#### Record excerpts:
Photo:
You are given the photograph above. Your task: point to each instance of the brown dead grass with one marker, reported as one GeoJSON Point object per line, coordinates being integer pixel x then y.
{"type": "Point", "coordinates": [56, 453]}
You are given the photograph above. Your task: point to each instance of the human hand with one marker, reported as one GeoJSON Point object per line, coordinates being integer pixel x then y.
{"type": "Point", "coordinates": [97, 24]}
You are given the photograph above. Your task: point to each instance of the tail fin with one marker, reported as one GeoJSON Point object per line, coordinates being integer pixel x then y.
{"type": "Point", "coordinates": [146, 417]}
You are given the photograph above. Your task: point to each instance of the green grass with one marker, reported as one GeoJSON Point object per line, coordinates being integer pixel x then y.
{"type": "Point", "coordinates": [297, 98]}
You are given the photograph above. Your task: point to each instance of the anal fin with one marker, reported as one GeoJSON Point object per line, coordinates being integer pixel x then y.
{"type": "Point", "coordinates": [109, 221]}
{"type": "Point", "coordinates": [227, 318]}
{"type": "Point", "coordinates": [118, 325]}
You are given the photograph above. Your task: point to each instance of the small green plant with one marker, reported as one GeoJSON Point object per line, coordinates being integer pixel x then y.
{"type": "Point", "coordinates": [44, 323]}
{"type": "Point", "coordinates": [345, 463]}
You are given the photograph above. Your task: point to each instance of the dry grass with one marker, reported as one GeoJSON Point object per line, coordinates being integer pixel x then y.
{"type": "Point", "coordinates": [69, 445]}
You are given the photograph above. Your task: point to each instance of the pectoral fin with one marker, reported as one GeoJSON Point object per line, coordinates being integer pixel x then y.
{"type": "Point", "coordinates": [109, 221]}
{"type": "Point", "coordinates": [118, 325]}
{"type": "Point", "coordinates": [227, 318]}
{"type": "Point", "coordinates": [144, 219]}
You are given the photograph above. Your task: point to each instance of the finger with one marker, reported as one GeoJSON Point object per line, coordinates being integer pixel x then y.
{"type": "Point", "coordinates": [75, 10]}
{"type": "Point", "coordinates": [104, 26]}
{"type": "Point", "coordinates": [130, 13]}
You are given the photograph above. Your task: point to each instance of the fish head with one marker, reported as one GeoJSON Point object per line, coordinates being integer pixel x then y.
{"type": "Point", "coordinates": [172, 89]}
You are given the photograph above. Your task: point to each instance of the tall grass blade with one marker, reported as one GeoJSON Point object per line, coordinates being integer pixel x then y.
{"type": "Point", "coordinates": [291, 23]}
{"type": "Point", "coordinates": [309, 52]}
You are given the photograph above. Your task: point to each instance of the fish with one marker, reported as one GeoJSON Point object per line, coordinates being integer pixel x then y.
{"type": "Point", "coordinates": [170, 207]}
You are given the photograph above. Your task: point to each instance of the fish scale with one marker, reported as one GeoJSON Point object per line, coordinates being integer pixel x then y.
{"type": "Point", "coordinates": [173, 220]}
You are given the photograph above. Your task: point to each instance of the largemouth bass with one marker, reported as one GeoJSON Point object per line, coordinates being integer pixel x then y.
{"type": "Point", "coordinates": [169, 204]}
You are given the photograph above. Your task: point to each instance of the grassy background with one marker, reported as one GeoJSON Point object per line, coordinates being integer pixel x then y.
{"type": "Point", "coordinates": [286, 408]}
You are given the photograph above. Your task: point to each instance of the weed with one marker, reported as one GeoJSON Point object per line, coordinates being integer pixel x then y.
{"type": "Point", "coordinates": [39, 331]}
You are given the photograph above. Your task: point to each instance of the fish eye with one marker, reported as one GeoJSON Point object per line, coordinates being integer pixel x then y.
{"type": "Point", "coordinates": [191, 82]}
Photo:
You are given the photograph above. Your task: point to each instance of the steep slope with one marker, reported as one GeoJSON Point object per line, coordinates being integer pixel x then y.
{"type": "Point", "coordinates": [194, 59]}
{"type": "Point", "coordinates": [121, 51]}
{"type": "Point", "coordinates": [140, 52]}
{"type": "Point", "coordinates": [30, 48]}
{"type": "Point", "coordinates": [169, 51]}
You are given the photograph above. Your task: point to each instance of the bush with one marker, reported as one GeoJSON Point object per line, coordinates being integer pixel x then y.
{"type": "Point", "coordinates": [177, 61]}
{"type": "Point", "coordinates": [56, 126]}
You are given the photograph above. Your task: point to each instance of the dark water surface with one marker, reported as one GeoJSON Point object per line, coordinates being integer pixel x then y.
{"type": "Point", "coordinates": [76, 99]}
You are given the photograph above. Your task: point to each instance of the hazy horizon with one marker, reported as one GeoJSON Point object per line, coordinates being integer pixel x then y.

#### Exercise prompt:
Retype the entries shown above. Keep every word exactly as it is.

#### Result:
Photo:
You are given the photograph above. Your task: point to each instance of the brown dead grass with one marker, reported as one GeoJSON Point object per line, coordinates being integer pixel x then y.
{"type": "Point", "coordinates": [56, 453]}
You are given the photograph above. Your task: point to each instance of the human hand with one marker, reported as one GeoJSON Point object per line, coordinates being integer pixel x then y.
{"type": "Point", "coordinates": [97, 24]}
You are given the photograph above. Your task: point to each instance of the tail fin with one marker, reported as one GeoJSON Point object per line, coordinates being integer pixel x then y.
{"type": "Point", "coordinates": [146, 417]}
You are given the photograph above. Your task: point to each instance of the green grass with one marker, reported as one GeoJSON Point object per line, coordinates being integer pixel x then y.
{"type": "Point", "coordinates": [297, 98]}
You are given the photograph above. Your task: point to each instance of the anal fin with one marker, reported as one GeoJSON Point object per line, coordinates being integer pixel x then y.
{"type": "Point", "coordinates": [109, 221]}
{"type": "Point", "coordinates": [227, 318]}
{"type": "Point", "coordinates": [118, 325]}
You are given the photograph above. Your task: point to each instance of the small green plant with one marker, reported as one GeoJSON Point object per line, coordinates being integer pixel x then y.
{"type": "Point", "coordinates": [44, 323]}
{"type": "Point", "coordinates": [345, 463]}
You are given the photograph above. Your task: point to each instance of the dry grass with one marker, reported as one GeoJSON Point object per line, coordinates being integer pixel x then y.
{"type": "Point", "coordinates": [69, 445]}
You are given the photograph above. Your task: point to each instance of the pectoral fin with one marker, reported as one GeoJSON Point object per line, coordinates being integer pixel x then y.
{"type": "Point", "coordinates": [109, 221]}
{"type": "Point", "coordinates": [118, 325]}
{"type": "Point", "coordinates": [227, 318]}
{"type": "Point", "coordinates": [144, 219]}
You are given the photograph above. Your task: point to each instance of the finger with one marker, reported as one GeoJSON Point object per line, coordinates being integer pixel x then y.
{"type": "Point", "coordinates": [75, 10]}
{"type": "Point", "coordinates": [104, 26]}
{"type": "Point", "coordinates": [130, 13]}
You are given the photograph above. Your task: point to each instance of the fish head with one marker, reported as one GeoJSON Point object per line, coordinates being integer pixel x then y.
{"type": "Point", "coordinates": [172, 89]}
You are given the photograph above. Your task: point to each instance of the tall grass blade with one marker, reported as one GeoJSON Point object per line, coordinates being integer pixel x then y.
{"type": "Point", "coordinates": [291, 23]}
{"type": "Point", "coordinates": [309, 52]}
You are given the photograph above. Your task: point to each instance of the fish with one marker, reported as one GeoJSON Point object per line, coordinates being integer pixel x then y.
{"type": "Point", "coordinates": [170, 207]}
You are given the photograph above. Your task: point to each instance of the fish scale with one marker, reported as one GeoJSON Point object per line, coordinates being integer pixel x then y.
{"type": "Point", "coordinates": [173, 220]}
You are given the photograph above. Your task: point to each instance of the largemouth bass with one marker, reported as one GeoJSON Point object per line, coordinates being integer pixel x then y.
{"type": "Point", "coordinates": [169, 204]}
You are given the photograph above. Your task: point to each instance of the grassy background with one marker, reported as one GeoJSON Point object per line, coordinates being integer pixel x then y.
{"type": "Point", "coordinates": [286, 408]}
You are given the photograph above. Your task: point to each instance of the weed with one marker, reported as one GeoJSON Point object per line, coordinates being integer pixel x then y.
{"type": "Point", "coordinates": [39, 331]}
You are given the photograph above. Your task: point to each instance of the fish eye with one marker, reported as one GeoJSON Point object per line, coordinates being integer pixel x then y.
{"type": "Point", "coordinates": [191, 82]}
Photo:
You are given the photograph above. Your task: point to each instance of the steep slope with one marker, reported as one GeoJSON Point object per line, coordinates being integer pixel x then y.
{"type": "Point", "coordinates": [194, 59]}
{"type": "Point", "coordinates": [121, 51]}
{"type": "Point", "coordinates": [140, 52]}
{"type": "Point", "coordinates": [30, 48]}
{"type": "Point", "coordinates": [169, 51]}
You are given the photograph above. Your task: point to each instance of the bush with one marker, reported as one GeoJSON Point object per line, coordinates being integer pixel x then y.
{"type": "Point", "coordinates": [177, 61]}
{"type": "Point", "coordinates": [56, 126]}
You are given the photograph above. Your task: point to each instance of the dark water surface with one marker, reported as one GeoJSON Point object per line, coordinates being integer pixel x then y.
{"type": "Point", "coordinates": [76, 99]}
You are given the photograph above. Your task: point to each instance of the hazy horizon with one marker, reported as one GeoJSON Point object per line, coordinates being integer pixel x then y.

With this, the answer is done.